- [REQUIRED WORK]: Show every line below where "fender" can be found.

[Point-per-instance localization data]
=====
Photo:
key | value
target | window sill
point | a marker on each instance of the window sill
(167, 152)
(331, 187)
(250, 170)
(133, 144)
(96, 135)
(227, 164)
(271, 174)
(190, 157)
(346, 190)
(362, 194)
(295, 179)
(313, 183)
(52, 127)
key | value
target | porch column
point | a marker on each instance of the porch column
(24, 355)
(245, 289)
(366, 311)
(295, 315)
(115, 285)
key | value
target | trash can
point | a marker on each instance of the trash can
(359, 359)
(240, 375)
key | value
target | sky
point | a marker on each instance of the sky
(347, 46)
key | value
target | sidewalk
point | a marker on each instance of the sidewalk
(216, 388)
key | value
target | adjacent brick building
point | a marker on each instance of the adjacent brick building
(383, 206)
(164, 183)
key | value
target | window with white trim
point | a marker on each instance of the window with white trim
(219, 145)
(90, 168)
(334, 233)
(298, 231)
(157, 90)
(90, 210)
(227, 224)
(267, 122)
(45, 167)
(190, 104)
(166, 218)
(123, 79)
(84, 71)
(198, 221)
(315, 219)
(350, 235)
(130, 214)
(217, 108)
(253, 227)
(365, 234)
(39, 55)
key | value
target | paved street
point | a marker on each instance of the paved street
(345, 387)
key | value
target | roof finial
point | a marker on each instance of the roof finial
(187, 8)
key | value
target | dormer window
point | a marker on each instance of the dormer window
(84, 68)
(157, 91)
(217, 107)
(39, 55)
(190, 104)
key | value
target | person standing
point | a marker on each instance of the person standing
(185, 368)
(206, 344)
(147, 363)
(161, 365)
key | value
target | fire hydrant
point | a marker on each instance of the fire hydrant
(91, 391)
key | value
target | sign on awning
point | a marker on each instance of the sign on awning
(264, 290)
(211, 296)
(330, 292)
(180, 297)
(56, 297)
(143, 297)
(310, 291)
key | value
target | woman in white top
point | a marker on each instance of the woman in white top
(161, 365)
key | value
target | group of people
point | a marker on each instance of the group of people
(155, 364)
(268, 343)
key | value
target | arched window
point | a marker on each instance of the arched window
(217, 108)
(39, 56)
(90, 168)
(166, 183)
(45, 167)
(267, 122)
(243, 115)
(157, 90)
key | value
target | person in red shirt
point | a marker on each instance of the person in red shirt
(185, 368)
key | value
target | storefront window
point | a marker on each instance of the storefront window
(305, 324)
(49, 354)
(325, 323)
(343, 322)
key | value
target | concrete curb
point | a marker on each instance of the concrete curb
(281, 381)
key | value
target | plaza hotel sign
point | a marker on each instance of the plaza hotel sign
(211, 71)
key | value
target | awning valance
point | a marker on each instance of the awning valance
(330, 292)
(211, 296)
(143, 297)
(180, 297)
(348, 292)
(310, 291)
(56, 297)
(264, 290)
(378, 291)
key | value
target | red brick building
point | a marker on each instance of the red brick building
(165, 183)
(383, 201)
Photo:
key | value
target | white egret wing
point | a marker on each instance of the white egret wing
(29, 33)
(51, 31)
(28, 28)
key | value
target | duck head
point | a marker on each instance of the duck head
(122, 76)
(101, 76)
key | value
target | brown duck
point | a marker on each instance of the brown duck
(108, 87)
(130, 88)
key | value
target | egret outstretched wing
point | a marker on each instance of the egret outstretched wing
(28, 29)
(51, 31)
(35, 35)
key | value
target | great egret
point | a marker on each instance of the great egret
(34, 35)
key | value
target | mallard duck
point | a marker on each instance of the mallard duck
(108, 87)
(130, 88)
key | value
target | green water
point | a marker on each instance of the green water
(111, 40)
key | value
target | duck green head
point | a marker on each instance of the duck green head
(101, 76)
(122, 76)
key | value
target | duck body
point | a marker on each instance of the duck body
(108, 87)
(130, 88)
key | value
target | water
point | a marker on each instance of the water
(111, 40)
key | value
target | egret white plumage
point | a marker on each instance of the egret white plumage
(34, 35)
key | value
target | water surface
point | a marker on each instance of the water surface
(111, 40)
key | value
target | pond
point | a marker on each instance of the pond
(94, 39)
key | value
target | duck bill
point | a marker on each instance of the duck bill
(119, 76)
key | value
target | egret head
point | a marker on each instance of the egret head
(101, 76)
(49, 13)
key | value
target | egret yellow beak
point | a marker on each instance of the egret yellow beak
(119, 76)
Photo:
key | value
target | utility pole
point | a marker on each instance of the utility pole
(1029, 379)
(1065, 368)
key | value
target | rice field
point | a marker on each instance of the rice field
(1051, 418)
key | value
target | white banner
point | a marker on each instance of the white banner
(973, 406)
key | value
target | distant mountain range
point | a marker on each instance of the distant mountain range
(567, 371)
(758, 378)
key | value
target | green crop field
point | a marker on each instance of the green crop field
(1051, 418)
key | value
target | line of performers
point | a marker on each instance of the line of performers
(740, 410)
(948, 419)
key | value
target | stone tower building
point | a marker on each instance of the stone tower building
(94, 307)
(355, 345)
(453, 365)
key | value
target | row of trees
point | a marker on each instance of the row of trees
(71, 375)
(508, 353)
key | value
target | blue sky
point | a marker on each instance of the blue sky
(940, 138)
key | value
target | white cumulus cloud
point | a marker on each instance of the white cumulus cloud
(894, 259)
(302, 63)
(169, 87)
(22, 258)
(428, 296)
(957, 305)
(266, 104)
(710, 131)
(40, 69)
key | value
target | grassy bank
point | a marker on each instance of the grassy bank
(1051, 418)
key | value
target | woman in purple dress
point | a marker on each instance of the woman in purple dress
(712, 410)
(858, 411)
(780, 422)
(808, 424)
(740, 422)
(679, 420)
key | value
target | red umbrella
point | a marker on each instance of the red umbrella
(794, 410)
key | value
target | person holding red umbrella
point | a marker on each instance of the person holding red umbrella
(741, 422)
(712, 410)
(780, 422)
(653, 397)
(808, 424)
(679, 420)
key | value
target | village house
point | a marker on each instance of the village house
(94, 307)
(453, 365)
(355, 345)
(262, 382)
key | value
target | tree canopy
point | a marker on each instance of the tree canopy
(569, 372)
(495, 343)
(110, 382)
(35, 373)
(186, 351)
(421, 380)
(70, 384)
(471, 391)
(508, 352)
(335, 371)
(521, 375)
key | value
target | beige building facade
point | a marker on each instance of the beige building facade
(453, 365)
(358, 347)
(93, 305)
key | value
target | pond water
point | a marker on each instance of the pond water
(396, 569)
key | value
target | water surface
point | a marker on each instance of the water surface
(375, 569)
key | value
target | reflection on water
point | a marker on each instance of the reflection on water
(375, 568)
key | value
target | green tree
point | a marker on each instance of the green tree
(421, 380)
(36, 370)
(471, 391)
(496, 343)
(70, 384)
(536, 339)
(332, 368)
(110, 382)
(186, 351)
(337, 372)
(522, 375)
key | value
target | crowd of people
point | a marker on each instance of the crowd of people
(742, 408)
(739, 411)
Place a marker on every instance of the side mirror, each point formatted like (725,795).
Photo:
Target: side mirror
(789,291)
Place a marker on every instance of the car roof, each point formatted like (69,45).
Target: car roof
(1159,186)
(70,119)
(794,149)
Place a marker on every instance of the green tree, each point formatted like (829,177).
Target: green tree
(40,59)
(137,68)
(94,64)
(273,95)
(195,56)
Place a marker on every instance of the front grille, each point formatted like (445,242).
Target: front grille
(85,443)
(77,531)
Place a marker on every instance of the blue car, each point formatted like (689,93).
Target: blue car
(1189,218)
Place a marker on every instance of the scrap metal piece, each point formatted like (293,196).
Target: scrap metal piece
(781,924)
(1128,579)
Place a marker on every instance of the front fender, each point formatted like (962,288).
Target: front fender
=====
- [EXERCISE RESULT]:
Place a marker on every instance of the front fender, each point formatted like (962,288).
Target: front fender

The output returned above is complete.